### Short problem
Reproduce each line exactly. Skip none.

[Entries from a pointing dataset]
(begin)

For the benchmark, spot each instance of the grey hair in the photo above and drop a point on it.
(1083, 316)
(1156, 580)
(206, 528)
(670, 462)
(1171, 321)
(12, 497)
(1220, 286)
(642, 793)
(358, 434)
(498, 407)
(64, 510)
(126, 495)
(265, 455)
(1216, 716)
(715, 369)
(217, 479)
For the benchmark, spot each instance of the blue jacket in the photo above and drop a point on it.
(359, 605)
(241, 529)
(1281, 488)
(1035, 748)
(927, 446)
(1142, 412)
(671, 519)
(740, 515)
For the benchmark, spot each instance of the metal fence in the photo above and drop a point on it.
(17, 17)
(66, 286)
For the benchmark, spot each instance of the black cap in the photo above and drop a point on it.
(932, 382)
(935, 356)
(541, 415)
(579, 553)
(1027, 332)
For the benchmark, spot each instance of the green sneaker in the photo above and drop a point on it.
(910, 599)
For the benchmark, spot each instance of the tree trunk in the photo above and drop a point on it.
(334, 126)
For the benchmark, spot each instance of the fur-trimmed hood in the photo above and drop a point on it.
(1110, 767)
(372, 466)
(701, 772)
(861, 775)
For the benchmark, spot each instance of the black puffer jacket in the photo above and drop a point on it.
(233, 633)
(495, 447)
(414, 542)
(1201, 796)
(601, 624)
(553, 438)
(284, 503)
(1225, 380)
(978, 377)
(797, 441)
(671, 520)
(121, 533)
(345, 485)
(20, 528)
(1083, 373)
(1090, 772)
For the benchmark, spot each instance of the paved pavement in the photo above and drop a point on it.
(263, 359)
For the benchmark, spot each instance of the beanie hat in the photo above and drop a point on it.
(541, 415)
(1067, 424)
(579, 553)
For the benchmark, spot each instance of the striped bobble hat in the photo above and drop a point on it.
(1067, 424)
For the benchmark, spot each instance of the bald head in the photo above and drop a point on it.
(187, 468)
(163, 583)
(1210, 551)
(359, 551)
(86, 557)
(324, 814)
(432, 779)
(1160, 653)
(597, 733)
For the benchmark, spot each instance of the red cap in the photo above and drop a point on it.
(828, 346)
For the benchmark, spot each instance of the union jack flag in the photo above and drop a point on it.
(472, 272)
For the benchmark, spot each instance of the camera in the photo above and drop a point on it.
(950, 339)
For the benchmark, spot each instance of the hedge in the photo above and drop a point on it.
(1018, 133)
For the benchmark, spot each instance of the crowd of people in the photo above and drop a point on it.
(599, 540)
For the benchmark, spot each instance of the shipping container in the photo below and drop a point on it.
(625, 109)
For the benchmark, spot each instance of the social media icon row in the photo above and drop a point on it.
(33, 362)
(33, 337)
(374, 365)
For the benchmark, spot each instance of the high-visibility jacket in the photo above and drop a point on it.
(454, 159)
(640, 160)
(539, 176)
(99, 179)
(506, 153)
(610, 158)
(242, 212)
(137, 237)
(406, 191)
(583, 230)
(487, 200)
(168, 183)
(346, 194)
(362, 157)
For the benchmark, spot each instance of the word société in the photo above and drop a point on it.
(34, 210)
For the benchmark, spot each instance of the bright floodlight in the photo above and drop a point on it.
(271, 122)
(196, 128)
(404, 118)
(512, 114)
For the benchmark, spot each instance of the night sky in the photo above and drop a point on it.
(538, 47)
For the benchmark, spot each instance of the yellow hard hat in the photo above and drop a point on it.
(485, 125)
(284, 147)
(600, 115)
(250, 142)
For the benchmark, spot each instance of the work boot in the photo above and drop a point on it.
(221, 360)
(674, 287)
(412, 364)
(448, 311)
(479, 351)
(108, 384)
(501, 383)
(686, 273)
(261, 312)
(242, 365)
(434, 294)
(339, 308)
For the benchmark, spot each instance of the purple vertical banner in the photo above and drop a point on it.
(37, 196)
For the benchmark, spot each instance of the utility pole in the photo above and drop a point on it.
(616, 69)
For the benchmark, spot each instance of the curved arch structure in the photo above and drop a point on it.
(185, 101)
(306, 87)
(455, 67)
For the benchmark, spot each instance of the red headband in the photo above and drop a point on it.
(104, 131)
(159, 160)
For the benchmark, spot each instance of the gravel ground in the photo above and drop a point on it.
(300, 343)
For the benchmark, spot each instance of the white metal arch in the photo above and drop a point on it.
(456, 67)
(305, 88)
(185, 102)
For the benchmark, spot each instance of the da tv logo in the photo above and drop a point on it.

(end)

### Answer to the problem
For the benchmark, spot each instance of the grey hair in the photo above and drop a point on it.
(1083, 316)
(1156, 580)
(206, 528)
(670, 462)
(1171, 321)
(12, 497)
(1220, 286)
(642, 793)
(358, 434)
(498, 407)
(64, 510)
(126, 495)
(265, 455)
(1216, 716)
(715, 369)
(217, 479)
For the benchmark, spot each instance of the blue jacket in the photo above and drop a point on it.
(359, 605)
(241, 529)
(1281, 488)
(1035, 748)
(927, 446)
(1142, 412)
(671, 519)
(740, 515)
For the benchmark, spot each instance of the metal fence in the photo above and drop a point on it.
(17, 17)
(66, 286)
For the benchmark, spot each instance of the black cap in the photo above and drop a point on it.
(932, 382)
(935, 356)
(541, 415)
(579, 553)
(1027, 332)
For the benchmark, spot each instance of the green sneaker in the photo above and drop a point on it.
(910, 599)
For the benchmark, spot each instance of the tree trunk in the photo above and drop a point on it.
(334, 126)
For the benchmark, spot each instance of the fur-trimmed hood in the photo above and drop a point on it.
(1110, 767)
(372, 466)
(701, 772)
(861, 775)
For the benchmark, spot each instance of the black puffer jacket in the photo above and drop a point on it.
(233, 633)
(495, 447)
(414, 542)
(1201, 796)
(601, 624)
(553, 438)
(284, 503)
(1225, 380)
(978, 377)
(797, 441)
(671, 520)
(121, 533)
(345, 485)
(20, 528)
(1083, 373)
(1090, 772)
For the benchmark, spot each instance of the paved pavement in the photo above and drop a point on it.
(263, 359)
For the benchmark, spot each instance of the beanie hat in the photo above and drop a point on it.
(541, 415)
(1067, 424)
(579, 553)
For the benchmark, spot each instance of the striped bobble hat in the photo above and drop a point on it.
(1067, 424)
For the benchmark, spot each instance of the bald head in the photo above and drop a point on it.
(187, 468)
(163, 583)
(1210, 551)
(359, 551)
(86, 557)
(324, 814)
(432, 779)
(1160, 653)
(597, 733)
For the benchmark, spot each instance of the red cap in the photo above and drop a point on it.
(828, 346)
For the benchmark, spot each instance of the union jack flag in the photo above and drop a point on it.
(472, 272)
For the benchmark, spot each instance of the camera in the photo above and drop a point on it.
(950, 339)
For the benchmark, spot each instance of the hedge in the photo above and drop a point on it.
(1018, 133)
For the benchmark, spot each instance of the crowd of people in the photo above and drop a point on it.
(599, 540)
For the benchmark, spot each instance of the shipping container in the photo below and drop a point on it.
(625, 109)
For the benchmark, spot each instance of the social media icon row in the photo above and drop a point on it.
(33, 362)
(33, 337)
(374, 365)
For the benchmark, spot each instance of the high-visibility jacket in the photo above and drop a point on it.
(454, 159)
(640, 160)
(539, 176)
(99, 179)
(506, 153)
(610, 158)
(242, 212)
(137, 237)
(406, 191)
(583, 230)
(487, 200)
(168, 183)
(346, 194)
(362, 157)
For the benchmark, spot each instance of the word société in the photo above and drop a point on it.
(34, 210)
For the benchmark, spot each instance of the bright floodlight in the photo above and drop a point on it.
(271, 122)
(196, 128)
(404, 118)
(512, 114)
For the benchmark, spot each instance of the night sky in the photo above and drop a point on it.
(538, 47)
For the benchmark, spot each instance of the yellow hard hat in the photo above and drop a point on it.
(485, 125)
(284, 147)
(600, 115)
(250, 142)
For the benchmark, spot each instance of the work boot in the photo above and drop a point on it.
(221, 360)
(674, 287)
(412, 364)
(448, 311)
(479, 351)
(108, 384)
(501, 383)
(686, 273)
(261, 312)
(242, 365)
(434, 294)
(339, 308)
For the benchmark, spot each instance of the purple vertical banner in the photo above and drop a point on it.
(37, 196)
For the benchmark, spot each instance of the utility pole in the photo above and drop a point on it.
(616, 69)
For the benchmark, spot each instance of the curved arch structure in the photo above and drop a point on it.
(185, 101)
(306, 87)
(455, 67)
For the benchmark, spot each instance of the red headband in the photo above and drop a point on it.
(104, 131)
(159, 160)
For the benchmark, spot each instance of the gravel ground in the photo above and drop a point on it.
(300, 343)
For the benchmark, spot each instance of the white metal arch in the photo above and drop a point on it.
(456, 67)
(305, 88)
(185, 102)
For the benchmark, spot each instance of the da tv logo in the photo above and drop a point on it.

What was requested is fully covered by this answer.